**Written problem**
Reproduce these lines verbatim, omitting the pictures.

(Dataset entries)
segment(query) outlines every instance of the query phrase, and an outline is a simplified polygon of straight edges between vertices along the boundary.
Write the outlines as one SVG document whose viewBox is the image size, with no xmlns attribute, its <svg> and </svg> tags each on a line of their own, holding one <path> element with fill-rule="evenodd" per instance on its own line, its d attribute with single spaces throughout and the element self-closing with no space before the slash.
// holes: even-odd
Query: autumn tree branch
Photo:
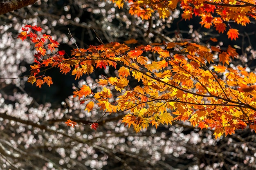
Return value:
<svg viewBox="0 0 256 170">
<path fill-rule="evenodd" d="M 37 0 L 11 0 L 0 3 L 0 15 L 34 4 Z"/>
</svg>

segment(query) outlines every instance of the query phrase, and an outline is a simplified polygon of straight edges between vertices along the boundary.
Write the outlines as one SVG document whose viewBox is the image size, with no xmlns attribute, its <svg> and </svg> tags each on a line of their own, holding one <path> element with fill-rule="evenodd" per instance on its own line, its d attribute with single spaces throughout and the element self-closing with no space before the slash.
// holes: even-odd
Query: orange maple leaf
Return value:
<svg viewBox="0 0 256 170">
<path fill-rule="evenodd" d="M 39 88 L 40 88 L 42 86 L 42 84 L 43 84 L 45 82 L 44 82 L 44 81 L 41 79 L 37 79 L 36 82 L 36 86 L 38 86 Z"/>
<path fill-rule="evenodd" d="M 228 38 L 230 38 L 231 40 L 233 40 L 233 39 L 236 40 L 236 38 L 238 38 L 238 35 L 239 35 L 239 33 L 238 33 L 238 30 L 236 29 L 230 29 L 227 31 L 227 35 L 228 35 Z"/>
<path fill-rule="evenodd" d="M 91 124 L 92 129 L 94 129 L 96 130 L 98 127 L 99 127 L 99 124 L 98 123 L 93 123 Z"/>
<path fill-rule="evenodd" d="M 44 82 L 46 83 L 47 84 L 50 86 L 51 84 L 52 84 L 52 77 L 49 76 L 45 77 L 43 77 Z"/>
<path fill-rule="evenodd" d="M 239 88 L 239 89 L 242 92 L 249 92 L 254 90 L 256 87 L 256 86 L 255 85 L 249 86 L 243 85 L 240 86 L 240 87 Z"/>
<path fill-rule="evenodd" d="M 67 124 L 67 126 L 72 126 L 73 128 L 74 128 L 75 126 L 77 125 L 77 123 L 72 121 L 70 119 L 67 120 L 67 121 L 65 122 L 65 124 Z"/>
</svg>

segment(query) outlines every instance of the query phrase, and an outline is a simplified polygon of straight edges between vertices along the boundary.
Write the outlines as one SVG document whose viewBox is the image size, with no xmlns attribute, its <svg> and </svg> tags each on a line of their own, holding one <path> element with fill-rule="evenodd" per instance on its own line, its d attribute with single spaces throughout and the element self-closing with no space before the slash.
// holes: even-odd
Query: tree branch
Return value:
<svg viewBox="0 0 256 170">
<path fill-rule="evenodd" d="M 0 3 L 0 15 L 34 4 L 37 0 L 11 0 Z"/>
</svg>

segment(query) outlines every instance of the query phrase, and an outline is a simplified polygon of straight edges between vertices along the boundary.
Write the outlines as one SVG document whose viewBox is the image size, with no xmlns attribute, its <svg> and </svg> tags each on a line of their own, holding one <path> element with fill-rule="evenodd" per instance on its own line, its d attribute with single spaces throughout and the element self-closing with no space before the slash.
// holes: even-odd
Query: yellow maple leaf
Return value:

**Written reply**
segment(query) outlines every instance of the query phrase, and an outline is a simplified polygon of straight edges between vertices along the boundary.
Write the outlines as one SVG document whose viewBox is the image size, with no xmlns attribute, its <svg> and </svg> tags each on a line of their own, holding one <path> element with fill-rule="evenodd" per instance on its own line, its d attribute with single spaces throughout and the element self-closing with no space before the slash.
// holes: even-odd
Query: autumn tree branch
Photo:
Return value:
<svg viewBox="0 0 256 170">
<path fill-rule="evenodd" d="M 37 0 L 11 0 L 0 3 L 0 15 L 34 4 Z"/>
</svg>

segment(query) outlines every instance of the query phrase, and an outline is a simplified polygon of straight edges between vertices along the boundary.
Write the outlines as one SVG document whose viewBox is the image size, with no xmlns attribute, its <svg> and </svg> tags each on a line of their own, holding one <path> element with fill-rule="evenodd" per instance on its own line, its d attribute with single spaces throughout and the element self-closing with no space before the slash.
// holes: even-odd
Query: orange maple leaf
Return value:
<svg viewBox="0 0 256 170">
<path fill-rule="evenodd" d="M 39 88 L 40 88 L 42 86 L 42 84 L 43 84 L 45 82 L 44 82 L 44 81 L 41 79 L 37 79 L 36 82 L 36 86 L 38 86 Z"/>
<path fill-rule="evenodd" d="M 228 38 L 230 38 L 231 40 L 233 40 L 233 39 L 236 40 L 236 38 L 238 38 L 238 35 L 239 35 L 239 33 L 238 33 L 238 30 L 236 29 L 230 29 L 227 31 L 227 35 L 228 35 Z"/>
<path fill-rule="evenodd" d="M 91 124 L 92 129 L 94 129 L 96 130 L 98 127 L 99 127 L 99 124 L 98 123 L 93 123 Z"/>
<path fill-rule="evenodd" d="M 44 82 L 46 83 L 47 84 L 50 86 L 51 84 L 52 84 L 52 77 L 49 76 L 45 77 L 43 77 Z"/>
<path fill-rule="evenodd" d="M 239 88 L 239 89 L 242 92 L 249 92 L 254 90 L 256 87 L 256 86 L 255 85 L 249 86 L 243 85 L 240 86 L 240 87 Z"/>
<path fill-rule="evenodd" d="M 67 124 L 67 126 L 72 126 L 73 128 L 74 128 L 75 126 L 77 125 L 77 123 L 72 121 L 70 119 L 67 120 L 67 121 L 65 122 L 65 124 Z"/>
</svg>

segment(query) outlines every instance of the query phrase, and an outline is a simplified polygon of straight edges between vertices along the boundary.
Write the outlines as one SVG document whose viewBox is the image size, with no xmlns attribute, its <svg> and </svg> tags each on a line of their own, holding one <path> element with fill-rule="evenodd" per instance on its own line, its d attribute with single spaces throughout and the element self-closing with no space before the slash.
// holes: even-odd
Query: tree branch
Return value:
<svg viewBox="0 0 256 170">
<path fill-rule="evenodd" d="M 0 3 L 0 15 L 34 4 L 37 0 L 11 0 Z"/>
</svg>

segment(query) outlines every instance of the query phrase, and an outline is a simplified polygon of straight edges between vertices along the boundary.
Write the outlines as one SVG document whose viewBox is the image size, with no xmlns attribute, its <svg> and </svg> tags each on a line of their own, holding one <path> element with fill-rule="evenodd" per instance on its own line, its d attribute with single spaces throughout and the element self-closing with no space before the slash.
// holes: even-odd
Query: yellow maple leaf
Return value:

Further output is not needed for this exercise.